++++ Data provided

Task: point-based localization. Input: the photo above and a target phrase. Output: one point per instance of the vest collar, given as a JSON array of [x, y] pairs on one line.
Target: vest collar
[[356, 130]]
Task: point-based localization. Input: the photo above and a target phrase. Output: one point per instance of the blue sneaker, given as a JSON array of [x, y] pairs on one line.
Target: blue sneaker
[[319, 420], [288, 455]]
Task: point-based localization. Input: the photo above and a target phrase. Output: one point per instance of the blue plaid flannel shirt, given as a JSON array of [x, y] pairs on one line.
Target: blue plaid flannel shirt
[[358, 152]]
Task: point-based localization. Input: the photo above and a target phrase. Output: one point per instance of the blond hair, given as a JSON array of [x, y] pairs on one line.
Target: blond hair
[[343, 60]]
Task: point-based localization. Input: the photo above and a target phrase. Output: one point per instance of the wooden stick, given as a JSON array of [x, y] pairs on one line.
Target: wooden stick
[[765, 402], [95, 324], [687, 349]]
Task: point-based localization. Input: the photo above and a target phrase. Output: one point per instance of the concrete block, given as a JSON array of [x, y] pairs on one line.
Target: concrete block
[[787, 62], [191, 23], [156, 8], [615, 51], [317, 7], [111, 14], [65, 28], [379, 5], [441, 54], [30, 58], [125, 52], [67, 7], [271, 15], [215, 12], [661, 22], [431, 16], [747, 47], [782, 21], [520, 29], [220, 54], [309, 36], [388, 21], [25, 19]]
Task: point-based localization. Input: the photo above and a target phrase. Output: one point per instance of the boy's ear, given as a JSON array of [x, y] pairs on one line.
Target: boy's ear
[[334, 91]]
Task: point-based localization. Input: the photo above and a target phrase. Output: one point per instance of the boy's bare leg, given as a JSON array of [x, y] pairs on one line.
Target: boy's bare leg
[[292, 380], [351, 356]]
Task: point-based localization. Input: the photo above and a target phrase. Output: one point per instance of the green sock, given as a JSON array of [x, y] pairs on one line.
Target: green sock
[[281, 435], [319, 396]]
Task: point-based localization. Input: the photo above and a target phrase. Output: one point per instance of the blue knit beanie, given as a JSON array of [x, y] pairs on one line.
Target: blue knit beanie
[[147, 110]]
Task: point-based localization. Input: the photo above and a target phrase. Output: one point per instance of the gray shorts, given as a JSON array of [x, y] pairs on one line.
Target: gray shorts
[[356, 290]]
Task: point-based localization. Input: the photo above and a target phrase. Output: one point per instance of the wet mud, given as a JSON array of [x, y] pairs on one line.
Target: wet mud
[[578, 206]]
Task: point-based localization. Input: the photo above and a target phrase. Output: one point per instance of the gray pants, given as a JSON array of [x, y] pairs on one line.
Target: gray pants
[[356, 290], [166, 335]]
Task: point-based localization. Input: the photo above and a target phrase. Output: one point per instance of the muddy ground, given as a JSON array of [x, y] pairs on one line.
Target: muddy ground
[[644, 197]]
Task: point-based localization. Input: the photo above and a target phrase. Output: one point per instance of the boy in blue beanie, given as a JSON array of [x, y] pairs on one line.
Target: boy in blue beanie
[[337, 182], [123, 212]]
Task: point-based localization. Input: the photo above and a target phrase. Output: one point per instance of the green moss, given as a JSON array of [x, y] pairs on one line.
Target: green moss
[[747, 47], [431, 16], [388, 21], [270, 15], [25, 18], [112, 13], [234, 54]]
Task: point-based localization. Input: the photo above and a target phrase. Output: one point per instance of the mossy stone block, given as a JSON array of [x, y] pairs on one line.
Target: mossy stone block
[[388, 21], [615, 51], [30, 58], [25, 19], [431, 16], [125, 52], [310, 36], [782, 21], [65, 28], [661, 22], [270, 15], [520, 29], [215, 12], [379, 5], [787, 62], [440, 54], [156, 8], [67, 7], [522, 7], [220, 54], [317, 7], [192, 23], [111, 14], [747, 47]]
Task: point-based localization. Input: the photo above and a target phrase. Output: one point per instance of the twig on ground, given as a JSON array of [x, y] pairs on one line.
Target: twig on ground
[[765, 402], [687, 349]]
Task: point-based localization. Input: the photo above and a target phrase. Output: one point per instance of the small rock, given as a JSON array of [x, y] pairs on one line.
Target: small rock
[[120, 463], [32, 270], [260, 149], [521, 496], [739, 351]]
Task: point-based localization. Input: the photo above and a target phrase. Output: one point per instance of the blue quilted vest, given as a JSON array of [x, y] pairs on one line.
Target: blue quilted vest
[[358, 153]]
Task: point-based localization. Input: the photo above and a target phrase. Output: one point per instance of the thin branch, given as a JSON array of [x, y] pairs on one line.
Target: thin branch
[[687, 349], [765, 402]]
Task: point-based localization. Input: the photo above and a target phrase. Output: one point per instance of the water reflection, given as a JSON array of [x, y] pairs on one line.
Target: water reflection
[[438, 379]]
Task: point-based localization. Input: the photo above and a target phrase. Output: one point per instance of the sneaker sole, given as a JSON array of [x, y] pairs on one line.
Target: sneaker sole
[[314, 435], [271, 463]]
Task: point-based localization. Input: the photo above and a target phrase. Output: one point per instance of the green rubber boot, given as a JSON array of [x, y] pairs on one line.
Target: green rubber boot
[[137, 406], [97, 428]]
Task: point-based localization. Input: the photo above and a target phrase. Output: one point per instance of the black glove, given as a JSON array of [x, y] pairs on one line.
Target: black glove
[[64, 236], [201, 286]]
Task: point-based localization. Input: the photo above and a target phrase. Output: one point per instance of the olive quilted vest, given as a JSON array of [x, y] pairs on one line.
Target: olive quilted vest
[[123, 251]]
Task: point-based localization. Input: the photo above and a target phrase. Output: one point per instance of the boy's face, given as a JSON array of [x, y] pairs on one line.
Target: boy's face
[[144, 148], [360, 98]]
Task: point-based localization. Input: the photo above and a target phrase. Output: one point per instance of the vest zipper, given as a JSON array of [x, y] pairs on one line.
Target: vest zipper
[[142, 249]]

++++++++
++++ Data provided

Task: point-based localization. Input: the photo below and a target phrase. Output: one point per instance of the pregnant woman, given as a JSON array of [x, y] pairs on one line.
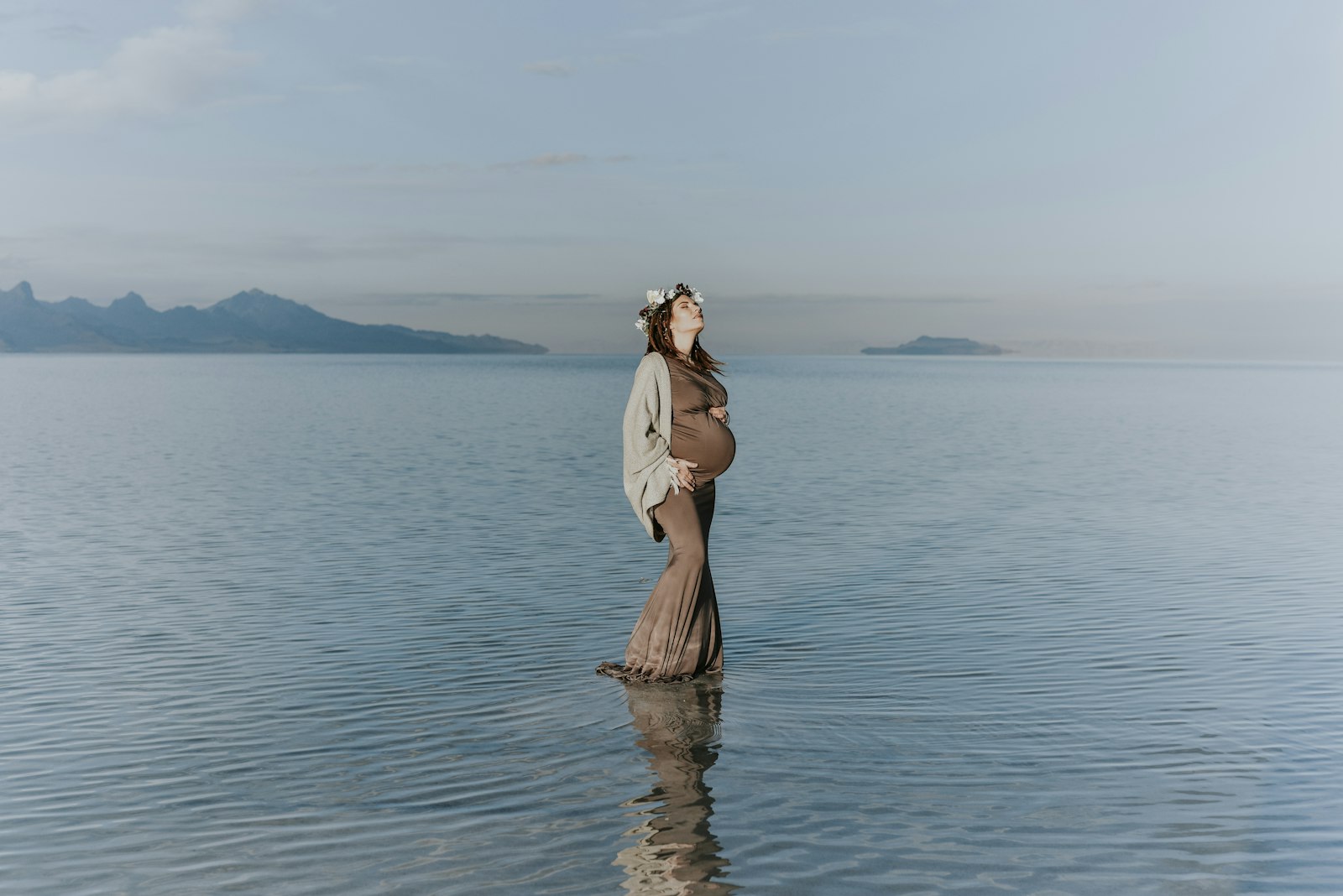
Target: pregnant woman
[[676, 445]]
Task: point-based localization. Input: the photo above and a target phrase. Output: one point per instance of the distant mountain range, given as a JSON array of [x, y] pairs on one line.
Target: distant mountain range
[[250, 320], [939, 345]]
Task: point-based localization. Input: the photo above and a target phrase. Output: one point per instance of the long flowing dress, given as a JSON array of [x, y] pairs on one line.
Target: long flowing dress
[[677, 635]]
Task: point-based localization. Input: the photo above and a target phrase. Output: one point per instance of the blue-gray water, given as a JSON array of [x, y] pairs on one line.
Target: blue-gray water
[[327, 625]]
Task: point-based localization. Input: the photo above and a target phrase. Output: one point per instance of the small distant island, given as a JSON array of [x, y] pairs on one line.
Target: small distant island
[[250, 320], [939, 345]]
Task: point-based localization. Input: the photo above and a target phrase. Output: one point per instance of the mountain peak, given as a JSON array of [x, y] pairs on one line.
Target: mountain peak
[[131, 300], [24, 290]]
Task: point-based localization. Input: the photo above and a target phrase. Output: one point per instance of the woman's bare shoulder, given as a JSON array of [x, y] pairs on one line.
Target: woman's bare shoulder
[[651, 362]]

++++++++
++++ Data provided

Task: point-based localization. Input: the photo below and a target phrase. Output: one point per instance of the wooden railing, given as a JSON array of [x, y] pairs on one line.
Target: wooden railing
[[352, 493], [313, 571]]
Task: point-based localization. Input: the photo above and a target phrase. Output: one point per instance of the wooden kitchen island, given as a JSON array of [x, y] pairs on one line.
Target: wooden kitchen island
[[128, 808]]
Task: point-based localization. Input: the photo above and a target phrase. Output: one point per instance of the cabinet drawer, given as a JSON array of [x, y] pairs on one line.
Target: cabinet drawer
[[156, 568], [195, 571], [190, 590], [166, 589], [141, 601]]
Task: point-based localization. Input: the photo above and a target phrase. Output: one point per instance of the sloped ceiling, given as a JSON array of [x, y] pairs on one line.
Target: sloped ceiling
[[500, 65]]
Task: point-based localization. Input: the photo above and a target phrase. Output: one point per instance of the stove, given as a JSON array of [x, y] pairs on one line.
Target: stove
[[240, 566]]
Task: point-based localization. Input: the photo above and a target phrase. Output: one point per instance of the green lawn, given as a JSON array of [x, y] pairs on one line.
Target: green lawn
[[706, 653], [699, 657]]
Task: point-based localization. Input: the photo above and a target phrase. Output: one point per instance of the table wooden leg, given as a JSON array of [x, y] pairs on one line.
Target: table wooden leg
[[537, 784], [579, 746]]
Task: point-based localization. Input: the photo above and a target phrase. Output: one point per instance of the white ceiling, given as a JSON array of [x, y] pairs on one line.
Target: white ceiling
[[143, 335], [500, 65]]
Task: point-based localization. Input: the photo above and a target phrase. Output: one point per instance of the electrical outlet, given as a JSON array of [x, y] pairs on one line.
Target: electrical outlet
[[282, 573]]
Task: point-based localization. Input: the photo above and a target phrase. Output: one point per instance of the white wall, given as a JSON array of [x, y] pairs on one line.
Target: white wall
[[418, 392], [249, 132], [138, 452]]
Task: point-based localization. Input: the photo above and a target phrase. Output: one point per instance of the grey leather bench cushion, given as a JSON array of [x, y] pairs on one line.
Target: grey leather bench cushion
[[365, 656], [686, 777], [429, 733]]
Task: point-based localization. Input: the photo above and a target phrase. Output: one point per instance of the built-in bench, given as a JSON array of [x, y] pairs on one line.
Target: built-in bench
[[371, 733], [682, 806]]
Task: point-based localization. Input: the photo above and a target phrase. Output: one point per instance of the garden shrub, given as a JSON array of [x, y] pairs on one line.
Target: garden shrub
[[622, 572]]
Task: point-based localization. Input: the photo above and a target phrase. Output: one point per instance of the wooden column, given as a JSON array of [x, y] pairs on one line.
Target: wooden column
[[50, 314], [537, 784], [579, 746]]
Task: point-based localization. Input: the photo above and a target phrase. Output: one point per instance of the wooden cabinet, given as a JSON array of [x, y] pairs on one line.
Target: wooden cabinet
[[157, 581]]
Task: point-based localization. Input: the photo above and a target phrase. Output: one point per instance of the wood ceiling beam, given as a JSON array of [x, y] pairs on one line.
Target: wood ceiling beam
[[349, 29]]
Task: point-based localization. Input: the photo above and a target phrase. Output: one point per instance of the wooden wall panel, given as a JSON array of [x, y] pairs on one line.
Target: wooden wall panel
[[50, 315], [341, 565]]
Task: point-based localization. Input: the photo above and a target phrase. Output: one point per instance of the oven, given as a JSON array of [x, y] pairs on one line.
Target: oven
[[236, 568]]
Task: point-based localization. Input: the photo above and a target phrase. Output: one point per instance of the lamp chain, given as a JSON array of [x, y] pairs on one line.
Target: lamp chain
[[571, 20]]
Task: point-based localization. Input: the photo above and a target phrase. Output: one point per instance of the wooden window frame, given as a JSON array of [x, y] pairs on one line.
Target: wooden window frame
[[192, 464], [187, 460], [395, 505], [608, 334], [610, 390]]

++++++++

• **Goal**: Could you reproduce verbatim only the rows that open with the line containing "vest collar, given" and close with the line containing "[[356, 130]]", keeping both of those lines?

• **Worked answer**:
Task: point-based localization. Input: the photo above and a target phrase. Output: one point per instance of the vest collar, given as a JSON array of [x, y] pairs on one line.
Target: vest collar
[[356, 130]]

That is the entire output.